Change "running shoe" to "sneaker" in the listing, everything from the line containing "Return the outline of every instance of the blue" down to the end of it, and give those lines back otherwise unchanged, without the pictures.
##########
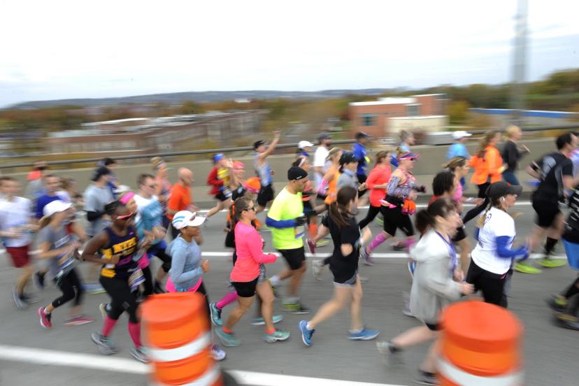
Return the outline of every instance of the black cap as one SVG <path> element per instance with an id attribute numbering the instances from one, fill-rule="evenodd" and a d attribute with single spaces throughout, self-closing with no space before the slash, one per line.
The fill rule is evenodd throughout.
<path id="1" fill-rule="evenodd" d="M 340 164 L 345 165 L 346 164 L 351 164 L 352 162 L 357 162 L 358 159 L 354 153 L 350 152 L 344 152 L 340 157 Z"/>
<path id="2" fill-rule="evenodd" d="M 364 133 L 364 131 L 358 131 L 356 133 L 356 139 L 360 139 L 362 138 L 370 138 L 370 136 L 368 133 Z"/>
<path id="3" fill-rule="evenodd" d="M 521 195 L 522 187 L 512 185 L 506 181 L 499 181 L 491 185 L 487 189 L 486 194 L 492 201 L 495 201 L 507 194 Z"/>
<path id="4" fill-rule="evenodd" d="M 287 171 L 287 180 L 302 180 L 308 176 L 308 172 L 298 166 L 292 166 Z"/>
<path id="5" fill-rule="evenodd" d="M 108 176 L 108 174 L 110 174 L 110 171 L 104 166 L 99 166 L 94 171 L 94 174 L 92 175 L 92 178 L 90 180 L 93 182 L 98 181 L 101 177 Z"/>

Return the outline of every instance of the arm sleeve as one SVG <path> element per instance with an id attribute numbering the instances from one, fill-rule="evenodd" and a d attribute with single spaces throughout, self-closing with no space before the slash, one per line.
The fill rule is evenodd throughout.
<path id="1" fill-rule="evenodd" d="M 203 269 L 200 266 L 192 271 L 183 272 L 186 259 L 187 250 L 185 248 L 173 250 L 173 256 L 171 256 L 171 269 L 169 269 L 169 276 L 173 283 L 190 280 L 203 274 Z"/>

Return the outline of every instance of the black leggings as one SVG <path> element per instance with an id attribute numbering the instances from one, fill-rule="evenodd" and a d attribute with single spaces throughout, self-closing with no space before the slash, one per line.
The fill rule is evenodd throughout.
<path id="1" fill-rule="evenodd" d="M 127 311 L 129 314 L 129 321 L 131 323 L 138 323 L 136 292 L 131 291 L 128 279 L 101 276 L 99 281 L 110 296 L 108 317 L 113 320 L 117 320 L 122 313 Z"/>
<path id="2" fill-rule="evenodd" d="M 372 206 L 371 205 L 370 208 L 368 209 L 368 214 L 366 215 L 366 217 L 358 223 L 358 226 L 360 227 L 360 229 L 363 229 L 366 226 L 370 224 L 373 220 L 376 218 L 376 216 L 378 213 L 380 213 L 381 209 L 381 206 Z"/>
<path id="3" fill-rule="evenodd" d="M 73 306 L 76 306 L 80 304 L 83 291 L 76 269 L 73 269 L 66 276 L 60 279 L 57 285 L 62 291 L 62 296 L 52 301 L 52 307 L 55 308 L 60 307 L 72 299 L 74 299 Z"/>

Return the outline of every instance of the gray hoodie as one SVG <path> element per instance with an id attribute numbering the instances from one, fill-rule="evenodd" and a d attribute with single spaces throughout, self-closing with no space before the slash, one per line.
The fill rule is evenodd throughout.
<path id="1" fill-rule="evenodd" d="M 430 229 L 410 251 L 416 269 L 410 290 L 413 315 L 425 323 L 439 322 L 440 312 L 460 299 L 460 285 L 452 280 L 452 263 L 448 245 Z"/>
<path id="2" fill-rule="evenodd" d="M 203 275 L 201 248 L 192 240 L 187 243 L 180 236 L 171 241 L 166 252 L 171 257 L 169 276 L 178 290 L 193 287 Z"/>

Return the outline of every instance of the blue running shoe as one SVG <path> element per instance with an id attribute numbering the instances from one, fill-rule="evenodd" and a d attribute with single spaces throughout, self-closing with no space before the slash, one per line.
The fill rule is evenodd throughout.
<path id="1" fill-rule="evenodd" d="M 298 323 L 299 331 L 301 333 L 301 340 L 303 341 L 303 344 L 306 345 L 312 345 L 312 335 L 315 331 L 315 329 L 308 329 L 308 321 L 300 320 Z"/>
<path id="2" fill-rule="evenodd" d="M 369 330 L 364 327 L 358 332 L 349 332 L 348 338 L 351 341 L 371 341 L 380 335 L 380 330 Z"/>

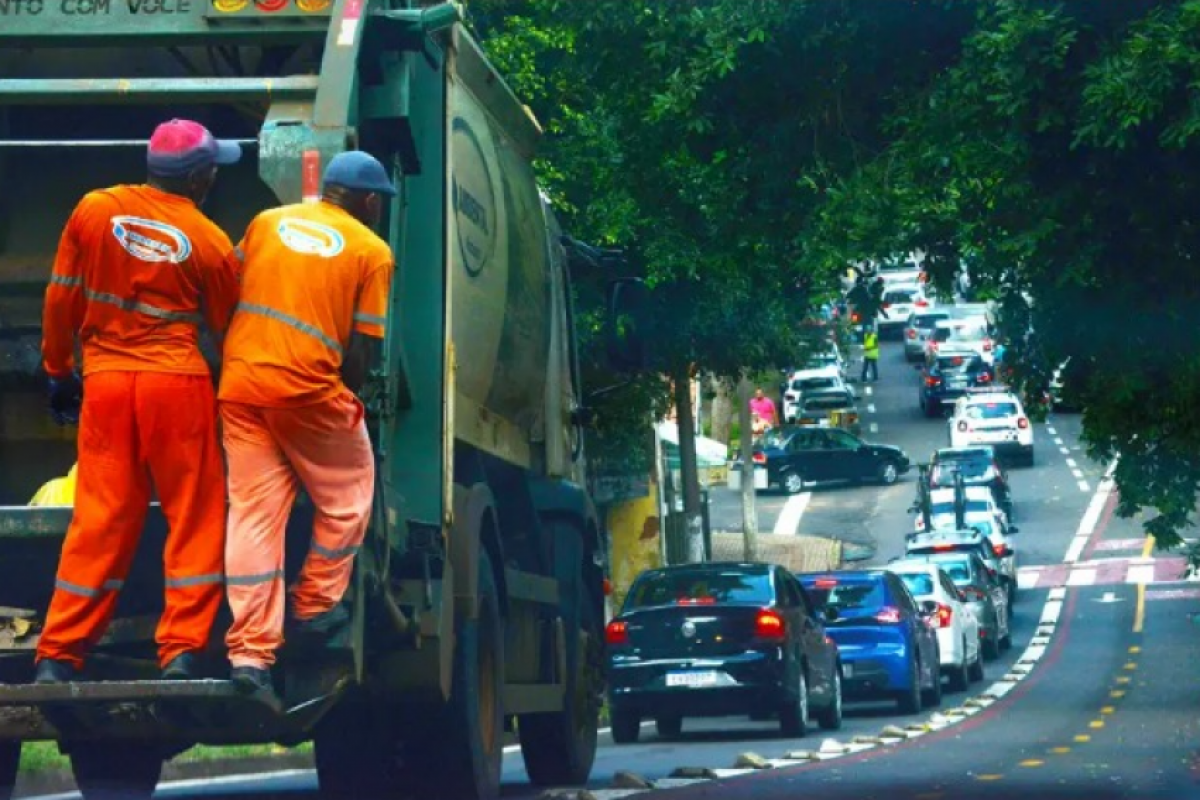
##########
EXPECTED ANSWER:
Return the outline of every instance of the blue sneaker as one SVG <path> element per instance with an id attribute numbering the instances from one, fill-rule="evenodd" and a d attribute with single spaces throughout, self-closing with no space before the slash, one per line.
The fill rule is evenodd throughout.
<path id="1" fill-rule="evenodd" d="M 298 323 L 299 331 L 301 333 L 301 340 L 303 341 L 303 344 L 306 345 L 312 345 L 312 335 L 315 331 L 315 329 L 308 329 L 308 321 L 300 320 Z"/>
<path id="2" fill-rule="evenodd" d="M 369 330 L 364 327 L 358 332 L 349 332 L 348 338 L 351 341 L 371 341 L 380 335 L 380 330 Z"/>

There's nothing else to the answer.